Convert the lines of all the rows below into a JSON list of strings, one string per line, with blank lines skipped and the pictures left out.
※ ※ ※
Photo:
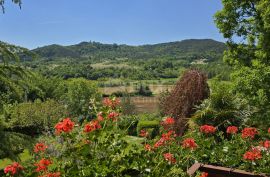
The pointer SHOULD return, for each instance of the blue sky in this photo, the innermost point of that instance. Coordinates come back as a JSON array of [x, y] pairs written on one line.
[[133, 22]]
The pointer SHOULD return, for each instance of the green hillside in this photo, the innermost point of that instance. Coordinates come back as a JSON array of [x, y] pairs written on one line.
[[186, 49]]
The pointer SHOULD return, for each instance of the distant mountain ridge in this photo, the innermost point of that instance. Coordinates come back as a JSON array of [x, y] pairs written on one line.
[[190, 48]]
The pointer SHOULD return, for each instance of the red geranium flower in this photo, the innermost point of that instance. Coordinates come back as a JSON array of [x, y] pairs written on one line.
[[189, 143], [252, 155], [159, 143], [169, 157], [56, 174], [42, 165], [204, 174], [40, 147], [266, 144], [148, 147], [65, 126], [165, 137], [208, 129], [13, 168], [249, 132], [232, 130], [93, 125], [144, 133]]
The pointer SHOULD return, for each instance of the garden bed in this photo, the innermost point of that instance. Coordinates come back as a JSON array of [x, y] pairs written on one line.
[[217, 171]]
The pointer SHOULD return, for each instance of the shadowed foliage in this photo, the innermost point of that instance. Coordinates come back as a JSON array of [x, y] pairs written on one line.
[[189, 91]]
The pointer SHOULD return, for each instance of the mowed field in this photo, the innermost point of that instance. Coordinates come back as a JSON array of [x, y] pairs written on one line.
[[145, 104], [155, 88], [142, 104]]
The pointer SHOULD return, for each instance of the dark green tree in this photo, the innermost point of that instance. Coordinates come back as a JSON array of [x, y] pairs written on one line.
[[246, 26]]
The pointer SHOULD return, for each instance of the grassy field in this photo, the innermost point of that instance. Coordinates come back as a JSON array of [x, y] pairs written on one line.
[[156, 89], [25, 155], [145, 104]]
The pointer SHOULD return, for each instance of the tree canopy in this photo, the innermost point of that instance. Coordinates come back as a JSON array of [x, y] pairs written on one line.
[[246, 25]]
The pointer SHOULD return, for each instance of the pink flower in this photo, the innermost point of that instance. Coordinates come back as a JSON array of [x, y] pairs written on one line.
[[40, 147], [266, 144], [169, 157], [207, 129], [147, 147], [232, 130], [42, 165], [113, 116], [13, 168], [112, 103], [252, 155], [189, 143], [144, 133], [249, 132], [65, 126], [204, 174], [92, 126]]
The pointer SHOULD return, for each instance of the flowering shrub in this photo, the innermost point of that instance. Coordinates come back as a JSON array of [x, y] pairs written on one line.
[[249, 132], [13, 169], [101, 148], [207, 129], [232, 130], [189, 143], [65, 126], [40, 147]]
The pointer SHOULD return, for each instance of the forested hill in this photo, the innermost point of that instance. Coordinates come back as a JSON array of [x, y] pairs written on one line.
[[189, 49]]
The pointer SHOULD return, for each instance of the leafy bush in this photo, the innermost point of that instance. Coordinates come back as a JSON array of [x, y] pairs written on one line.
[[129, 123], [33, 117], [223, 108], [190, 90], [253, 85], [152, 127]]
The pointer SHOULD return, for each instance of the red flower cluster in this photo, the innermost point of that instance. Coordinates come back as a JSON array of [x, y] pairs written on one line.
[[42, 165], [249, 132], [113, 116], [232, 130], [204, 174], [189, 143], [148, 147], [165, 138], [266, 144], [40, 147], [112, 103], [13, 168], [169, 121], [207, 129], [169, 157], [65, 126], [56, 174], [92, 126], [252, 155], [144, 133]]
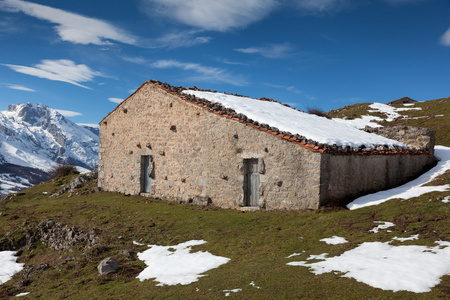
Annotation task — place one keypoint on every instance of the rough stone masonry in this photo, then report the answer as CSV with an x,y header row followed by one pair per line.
x,y
183,149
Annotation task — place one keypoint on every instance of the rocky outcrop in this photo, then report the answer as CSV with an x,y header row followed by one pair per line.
x,y
77,183
60,236
108,265
415,137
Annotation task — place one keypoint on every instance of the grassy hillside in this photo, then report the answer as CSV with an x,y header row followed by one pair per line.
x,y
256,242
435,114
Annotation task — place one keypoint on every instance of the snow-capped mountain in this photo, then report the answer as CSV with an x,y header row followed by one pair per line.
x,y
34,138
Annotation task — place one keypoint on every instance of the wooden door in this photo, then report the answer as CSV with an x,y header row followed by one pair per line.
x,y
251,182
146,172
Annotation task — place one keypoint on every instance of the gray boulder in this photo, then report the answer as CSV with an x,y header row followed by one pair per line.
x,y
108,265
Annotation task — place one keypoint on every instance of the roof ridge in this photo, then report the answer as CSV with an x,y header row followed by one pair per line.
x,y
309,144
298,139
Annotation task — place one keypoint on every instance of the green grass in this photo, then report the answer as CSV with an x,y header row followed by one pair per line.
x,y
256,242
429,117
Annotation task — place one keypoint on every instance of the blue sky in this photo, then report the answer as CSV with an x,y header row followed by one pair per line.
x,y
84,56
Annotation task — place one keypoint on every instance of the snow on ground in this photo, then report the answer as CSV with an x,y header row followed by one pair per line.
x,y
413,188
384,225
396,268
335,240
411,238
368,120
319,129
22,294
8,265
173,265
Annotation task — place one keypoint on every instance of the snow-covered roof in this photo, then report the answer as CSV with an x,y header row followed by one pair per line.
x,y
287,119
312,132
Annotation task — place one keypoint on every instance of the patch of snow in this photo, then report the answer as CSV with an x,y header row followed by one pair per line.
x,y
369,120
8,265
319,256
384,225
335,240
290,120
411,238
228,292
22,294
396,268
362,122
173,265
413,188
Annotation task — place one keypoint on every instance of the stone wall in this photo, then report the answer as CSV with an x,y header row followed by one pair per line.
x,y
153,122
415,137
347,177
200,155
290,178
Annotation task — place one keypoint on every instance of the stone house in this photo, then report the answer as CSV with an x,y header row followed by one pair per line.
x,y
172,145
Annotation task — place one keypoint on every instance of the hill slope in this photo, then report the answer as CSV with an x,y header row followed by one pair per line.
x,y
433,114
273,255
33,138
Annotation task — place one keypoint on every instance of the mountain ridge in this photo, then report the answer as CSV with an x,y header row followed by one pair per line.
x,y
36,138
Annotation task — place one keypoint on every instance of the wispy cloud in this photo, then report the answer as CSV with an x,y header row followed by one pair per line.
x,y
72,27
59,70
176,40
19,87
319,6
115,100
445,38
292,89
203,73
68,113
217,15
269,50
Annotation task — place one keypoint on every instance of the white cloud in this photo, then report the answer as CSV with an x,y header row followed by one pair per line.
x,y
217,15
115,100
71,27
445,38
320,5
176,40
59,70
19,88
204,73
89,125
270,50
68,113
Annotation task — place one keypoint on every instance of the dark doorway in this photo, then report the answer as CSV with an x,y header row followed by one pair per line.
x,y
251,182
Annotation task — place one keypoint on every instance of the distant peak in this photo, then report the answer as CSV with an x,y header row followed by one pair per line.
x,y
31,113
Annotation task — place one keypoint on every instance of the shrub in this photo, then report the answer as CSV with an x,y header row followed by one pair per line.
x,y
61,170
313,110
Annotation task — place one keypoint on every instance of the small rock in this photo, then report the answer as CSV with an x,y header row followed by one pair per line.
x,y
108,265
127,253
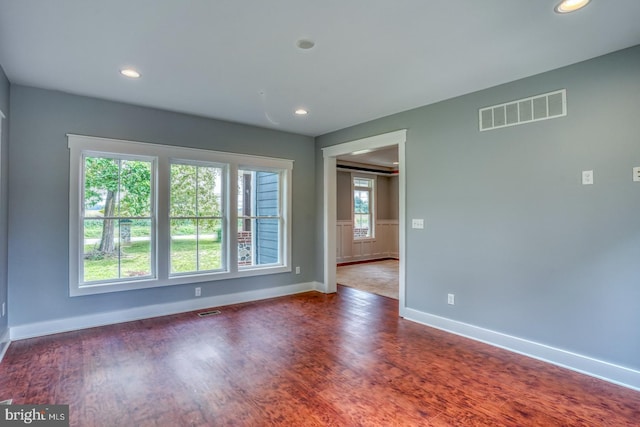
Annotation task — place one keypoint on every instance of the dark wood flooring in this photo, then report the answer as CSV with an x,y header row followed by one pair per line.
x,y
306,360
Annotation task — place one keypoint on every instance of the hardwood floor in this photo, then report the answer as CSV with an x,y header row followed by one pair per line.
x,y
379,277
306,360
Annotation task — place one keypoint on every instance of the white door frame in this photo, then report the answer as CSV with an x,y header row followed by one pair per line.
x,y
330,154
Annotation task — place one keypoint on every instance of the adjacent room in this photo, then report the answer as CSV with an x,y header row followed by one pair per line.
x,y
343,213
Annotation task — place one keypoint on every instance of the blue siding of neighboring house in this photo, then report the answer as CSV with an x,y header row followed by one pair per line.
※ ※ ※
● ANSWER FOR THE TASK:
[
  "Photo:",
  "The pointer SHOULD return, for each instance of the blue sky in this photo, the innermost point of that instance. Coordinates come back as a JSON array of [x, y] pairs written on one line.",
  "[[133, 22]]",
  "The pointer SHOULD return, for each instance of the green hillside in this photo, the innermost point of that instance. Coordinates come back as a JSON array of [x, y] pairs written on one line.",
  "[[186, 49]]",
  "The pointer SHOULD return, for each instance of the distant mountain ridge in this photo, the innermost point of that instance. Coordinates come back as a JSON array of [x, y] pairs written on one line.",
  "[[190, 48]]",
  "The pointer SHOULD return, for each instance of the red geranium flower in this photo, the innermost point of that instance. Coordinates come back as a JSON array of [x, y] pairs written on one line.",
  "[[189, 143], [252, 155], [159, 143], [169, 157], [56, 174], [42, 165], [204, 174], [40, 147], [266, 144], [148, 147], [65, 126], [165, 137], [208, 129], [13, 168], [249, 132], [232, 130], [93, 125], [144, 133]]",
  "The pointer SHOULD return, for each instance of the garden bed in this photo, the innermost point of that instance. Coordinates come back as a JSON array of [x, y] pairs written on one line.",
  "[[217, 171]]",
  "The pointer SHOULD return, for each instance of the shadowed foliage in this photo, the innermost point of that instance. Coordinates come back as a JSON array of [x, y] pairs written on one line.",
  "[[189, 91]]",
  "The pointer SHOULD return, for each instance of the mowed field in this photo, the innermost point of that instance. Coordinates come back as a JSON array of [x, y] pairs written on one line.",
  "[[145, 104], [155, 88], [142, 104]]",
  "The pointer SHOULD return, for each instance of the dark green tree in this photo, the innermost point of that instance. Coordinates come back as a JSON array of [x, y] pairs written on one line.",
  "[[246, 26]]",
  "The pointer SHOULD return, for each instance of the grassy field in this photo, the innermost point of that instance. Coordinates come back as a JSON array of [x, y] pairs written on one line.",
  "[[156, 89], [25, 155], [145, 104]]",
  "The pointer SHOULD return, for each instance of the tree canopy in this photo, the innermost point of that instance. Coordinates come back as a JSON array of [x, y] pairs written on one line.",
  "[[246, 25]]",
  "The pointer SHOULD return, for each instance of the pink flower in this photo, the innermost point of that instance. Coordinates come back as a JSON array of [x, y] pairs written on one line.",
  "[[40, 147], [266, 144], [169, 157], [207, 129], [147, 147], [232, 130], [42, 165], [113, 116], [13, 168], [112, 103], [252, 155], [189, 143], [144, 133], [249, 132], [65, 126], [204, 174], [92, 126]]",
  "The pointer SHOULD return, for each instance of the flowering shrub in this photo, the innermost point of that instance. Coordinates come back as a JSON array of [x, y] pairs written on one line.",
  "[[249, 132], [13, 169], [101, 148], [207, 129], [232, 130], [189, 143], [65, 126], [40, 147]]",
  "The pointer SHOULD return, for each instance of the forested hill in this photo, the innermost point of that instance. Coordinates come back as a JSON array of [x, y] pairs written on one line.",
  "[[189, 49]]",
  "The pointer SHOULD return, for each instance of the leafy bush in this photo, the innermost point of that instance. Coordinates come back as a JSON array of [x, y] pairs written on one line.",
  "[[129, 123], [33, 117], [223, 108], [190, 90], [253, 85], [152, 127]]",
  "The pointer SHOULD return, for each instance of the red flower cluster in this photo, the innermost point of that instance. Coordinates come back as a JSON array of [x, y] pairs written on one line.",
  "[[42, 165], [249, 132], [113, 116], [232, 130], [204, 174], [189, 143], [148, 147], [165, 138], [266, 144], [40, 147], [112, 103], [13, 168], [169, 121], [207, 129], [169, 157], [65, 126], [56, 174], [92, 126], [252, 155], [144, 133]]",
  "Annotation task — place one keypoint on every instance of the rough stone masonry in this photo, then report the answer as CSV with an x,y header row followed by one pair per line.",
  "x,y",
  "183,149",
  "Annotation task — place one keypoint on every instance of the rocky outcrop in this photo, then report the answer as CSV with an x,y header row followed by one pair per line.",
  "x,y",
  "77,183",
  "60,236",
  "108,265",
  "415,137",
  "Annotation task — place one keypoint on every instance of the grassy hillside in this photo, then report the answer as CSV with an x,y header row followed by one pair per line.",
  "x,y",
  "256,242",
  "435,114",
  "Annotation task — place one keypoint on every instance of the snow-capped mountain in this photo, then report the answer as CSV with an x,y header row followed by one pair per line.",
  "x,y",
  "34,138",
  "Annotation task — place one keypoint on every instance of the wooden door in this photo, then report the answer as CSV with an x,y header row followed by one pair per line.",
  "x,y",
  "251,182",
  "146,172",
  "Annotation task — place one keypoint on every instance of the gray boulder in this photo, then report the answer as CSV with an x,y header row followed by one pair per line.",
  "x,y",
  "108,265",
  "Annotation task — place one keypoint on every instance of the roof ridge in this photo, then report the answer as CSV with an x,y header row followed by one pair per line.",
  "x,y",
  "309,144",
  "298,139",
  "Annotation task — place one keypoint on every instance of the green grass in this photo, then report the answer as CSV with an x,y header row followed by one pair per line.",
  "x,y",
  "256,242",
  "429,117",
  "Annotation task — place one keypoint on every instance of the blue sky in this photo, then report the answer as CSV with an x,y header row followed by one pair per line.",
  "x,y",
  "84,56",
  "Annotation task — place one keypoint on every instance of the snow on ground in this photo, then report the answer as CSV with an x,y header row followed by one pair per line.",
  "x,y",
  "413,188",
  "384,225",
  "396,268",
  "335,240",
  "411,238",
  "368,120",
  "319,129",
  "22,294",
  "8,265",
  "173,265",
  "Annotation task — place one keypoint on every instance of the snow-covered roof in this photo, then report the answer as CSV with an x,y header row followed by one pair per line.",
  "x,y",
  "287,119",
  "312,132",
  "Annotation task — place one keypoint on every instance of the patch of snow in this photo, then report the answer as CSV with an x,y header row followed by one pair per line.",
  "x,y",
  "369,120",
  "8,265",
  "319,256",
  "384,225",
  "335,240",
  "290,120",
  "411,238",
  "228,292",
  "22,294",
  "396,268",
  "362,122",
  "173,265",
  "413,188",
  "Annotation task — place one keypoint on every instance of the stone wall in this photo, then report the answer as CSV with an x,y header row followed by one pair per line.",
  "x,y",
  "153,122",
  "415,137",
  "347,177",
  "200,155",
  "290,178",
  "Annotation task — place one keypoint on every instance of the stone house in this photo, then report the answer as CSV with an x,y header row followed by one pair per line.",
  "x,y",
  "172,145",
  "Annotation task — place one keypoint on every instance of the hill slope in this photo, then report the answer as CSV with an x,y header row followed by one pair per line.",
  "x,y",
  "433,114",
  "273,255",
  "33,138",
  "Annotation task — place one keypoint on every instance of the mountain ridge in this photo, then report the answer as CSV with an x,y header row followed by one pair per line.",
  "x,y",
  "36,138",
  "Annotation task — place one keypoint on every instance of the wispy cloud in this photo, then report the answer as CSV with an x,y header row followed by one pair per line.",
  "x,y",
  "72,27",
  "59,70",
  "176,40",
  "19,87",
  "319,6",
  "115,100",
  "445,38",
  "292,89",
  "203,73",
  "68,113",
  "217,15",
  "269,50",
  "Annotation task — place one keypoint on every instance of the white cloud in this photo, then report the answer as CSV with an x,y header row followed by one pair per line.",
  "x,y",
  "217,15",
  "115,100",
  "71,27",
  "445,38",
  "320,5",
  "176,40",
  "59,70",
  "19,88",
  "204,73",
  "89,125",
  "270,50",
  "68,113",
  "Annotation task — place one keypoint on every instance of the dark doorway in this photo, then report the answer as CSV with an x,y header row followed by one pair per line.",
  "x,y",
  "251,182",
  "Annotation task — place one keypoint on every instance of the distant peak in this photo, then report the answer as CSV with an x,y header row followed by one pair per line.",
  "x,y",
  "31,113",
  "Annotation task — place one keypoint on every instance of the shrub in this photo, then report the answer as CSV with an x,y header row followed by one pair per line.",
  "x,y",
  "61,170",
  "313,110",
  "Annotation task — place one keypoint on every instance of the small rock in this photo, then report the answer as CSV with an x,y header row followed by one pair per line.",
  "x,y",
  "108,265",
  "127,253",
  "Annotation task — place one keypoint on every instance of the dark wood flooring in this photo, then report the answer as CSV with an x,y header row followed by one pair per line.",
  "x,y",
  "306,360",
  "Annotation task — place one keypoint on every instance of the hardwood floor in this photo, then report the answer as CSV with an x,y header row followed by one pair per line.",
  "x,y",
  "379,277",
  "306,360",
  "Annotation task — place one keypoint on every instance of the white door frame in this photo, then report the answer as CSV with an x,y header row followed by one pair per line.",
  "x,y",
  "330,154",
  "Annotation task — place one keypoint on every instance of the adjacent room in this photo, then report the answer as CSV with an x,y header row followed by one pair per line.",
  "x,y",
  "343,213",
  "Annotation task — place one keypoint on every instance of the blue siding of neighboring house in this photo, then report the answer as CSV with an x,y header row followed by one pair per line."
]